▸ Input for this task
** BEGIN **

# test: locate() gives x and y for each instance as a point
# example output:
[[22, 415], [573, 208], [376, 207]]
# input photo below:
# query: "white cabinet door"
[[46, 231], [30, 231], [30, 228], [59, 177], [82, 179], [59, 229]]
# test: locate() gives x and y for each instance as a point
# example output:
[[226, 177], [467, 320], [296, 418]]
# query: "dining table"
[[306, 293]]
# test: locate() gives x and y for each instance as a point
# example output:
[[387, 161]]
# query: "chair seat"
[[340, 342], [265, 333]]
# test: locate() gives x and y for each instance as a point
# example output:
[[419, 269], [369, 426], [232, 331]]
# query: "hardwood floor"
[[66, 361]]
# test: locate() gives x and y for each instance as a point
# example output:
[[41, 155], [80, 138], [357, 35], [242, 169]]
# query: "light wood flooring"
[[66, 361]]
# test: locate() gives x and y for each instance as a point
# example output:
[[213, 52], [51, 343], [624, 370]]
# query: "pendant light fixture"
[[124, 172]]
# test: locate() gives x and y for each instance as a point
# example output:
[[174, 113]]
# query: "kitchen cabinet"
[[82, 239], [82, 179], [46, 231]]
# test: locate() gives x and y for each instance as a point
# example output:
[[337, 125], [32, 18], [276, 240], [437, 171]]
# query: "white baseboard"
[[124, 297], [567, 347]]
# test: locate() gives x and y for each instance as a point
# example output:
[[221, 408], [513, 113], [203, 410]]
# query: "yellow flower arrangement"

** END **

Can you reproduce the entire listing above line for line, with no changes?

▸ Written response
# test: locate() gives x and y for each instance as a point
# example output:
[[22, 415], [573, 208], [376, 207]]
# input photo below:
# query: "white cabinet door"
[[46, 231], [30, 231], [30, 228], [59, 177], [82, 179], [59, 229]]
# test: locate() gives x and y for each instance as a point
# example output:
[[226, 177], [467, 320], [296, 418]]
# query: "dining table"
[[306, 293]]
# test: locate() gives x and y for each instance as a point
# example output:
[[387, 161]]
# query: "chair seat"
[[340, 342], [265, 333]]
# test: locate() gives x and y for each instance as a point
# example output:
[[419, 269], [369, 426], [232, 331]]
# query: "hardwood floor"
[[66, 361]]
# test: locate() gives x and y for each instance as a point
# example output:
[[41, 155], [80, 138], [357, 35], [242, 169]]
# query: "light wood flooring"
[[66, 361]]
# test: locate() gives x and y for each instance as a point
# example output:
[[213, 52], [51, 343], [624, 370]]
# query: "pendant light fixture"
[[124, 172]]
# test: locate() gives x and y for each instance as a point
# example output:
[[174, 113]]
# query: "kitchen cabinet"
[[82, 239], [82, 179], [46, 231]]
# test: locate() gives x and y for each instance as a point
# example output:
[[337, 125], [32, 18], [276, 240], [437, 171]]
# query: "white baseboard"
[[124, 297], [567, 347]]
# test: locate() gives x and y for each instance as a point
# example output:
[[221, 408], [513, 113], [203, 410]]
# query: "yellow flower arrangement"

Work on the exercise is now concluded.